##### RECORDED INFORMATION #####

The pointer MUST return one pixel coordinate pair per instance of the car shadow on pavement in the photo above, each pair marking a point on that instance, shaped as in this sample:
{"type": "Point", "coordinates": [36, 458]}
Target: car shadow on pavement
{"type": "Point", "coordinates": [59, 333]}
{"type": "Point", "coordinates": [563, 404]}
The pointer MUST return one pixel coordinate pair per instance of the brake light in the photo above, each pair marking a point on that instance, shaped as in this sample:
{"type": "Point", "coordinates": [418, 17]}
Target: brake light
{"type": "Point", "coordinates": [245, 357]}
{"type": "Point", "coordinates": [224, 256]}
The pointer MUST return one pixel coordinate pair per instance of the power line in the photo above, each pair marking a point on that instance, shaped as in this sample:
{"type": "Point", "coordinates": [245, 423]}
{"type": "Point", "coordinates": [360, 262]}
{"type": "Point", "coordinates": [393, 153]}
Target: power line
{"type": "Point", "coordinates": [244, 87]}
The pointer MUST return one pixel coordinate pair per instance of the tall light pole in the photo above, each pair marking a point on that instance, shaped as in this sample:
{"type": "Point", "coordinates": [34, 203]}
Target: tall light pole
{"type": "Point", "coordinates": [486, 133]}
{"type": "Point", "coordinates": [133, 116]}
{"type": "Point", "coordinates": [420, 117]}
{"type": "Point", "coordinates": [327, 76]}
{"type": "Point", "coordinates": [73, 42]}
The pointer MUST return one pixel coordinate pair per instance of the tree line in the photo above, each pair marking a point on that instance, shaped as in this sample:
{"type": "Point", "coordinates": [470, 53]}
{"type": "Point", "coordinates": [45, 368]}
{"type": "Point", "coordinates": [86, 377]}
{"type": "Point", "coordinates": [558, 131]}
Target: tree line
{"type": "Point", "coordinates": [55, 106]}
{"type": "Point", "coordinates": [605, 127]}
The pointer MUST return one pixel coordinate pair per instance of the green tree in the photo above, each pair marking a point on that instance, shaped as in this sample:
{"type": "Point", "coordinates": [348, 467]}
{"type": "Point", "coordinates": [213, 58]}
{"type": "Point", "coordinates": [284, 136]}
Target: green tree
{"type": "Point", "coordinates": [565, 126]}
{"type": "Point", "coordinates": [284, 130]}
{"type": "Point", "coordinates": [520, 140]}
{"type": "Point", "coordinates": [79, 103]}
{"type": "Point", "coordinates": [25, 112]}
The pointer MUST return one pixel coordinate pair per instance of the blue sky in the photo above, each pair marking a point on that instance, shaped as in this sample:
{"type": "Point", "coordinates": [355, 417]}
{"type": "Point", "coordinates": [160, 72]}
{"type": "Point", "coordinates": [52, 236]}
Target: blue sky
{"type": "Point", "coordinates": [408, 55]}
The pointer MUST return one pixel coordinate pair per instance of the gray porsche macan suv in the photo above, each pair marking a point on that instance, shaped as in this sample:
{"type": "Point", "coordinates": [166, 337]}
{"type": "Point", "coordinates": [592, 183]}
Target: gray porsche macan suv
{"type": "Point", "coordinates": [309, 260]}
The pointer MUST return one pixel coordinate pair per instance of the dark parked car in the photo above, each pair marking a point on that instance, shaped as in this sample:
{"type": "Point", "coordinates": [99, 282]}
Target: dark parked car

#####

» WHAT IS REQUIRED: Reproduce only the lines running from the one that contains "Target: blue sky" to the last line of the records.

» ANSWER SPACE:
Target: blue sky
{"type": "Point", "coordinates": [408, 55]}
The pointer MUST return one pixel coordinate pair per instance of the gray porsche macan suv in the photo above, each pair marking a point on that instance, shaped as in this sample:
{"type": "Point", "coordinates": [166, 337]}
{"type": "Point", "coordinates": [592, 183]}
Target: gray porsche macan suv
{"type": "Point", "coordinates": [309, 260]}
The pointer MUST return one pixel coordinate pair per instance of the dark parked car in the photo above, each pair marking a point on that instance, shaped as in this sample:
{"type": "Point", "coordinates": [99, 282]}
Target: dark parked car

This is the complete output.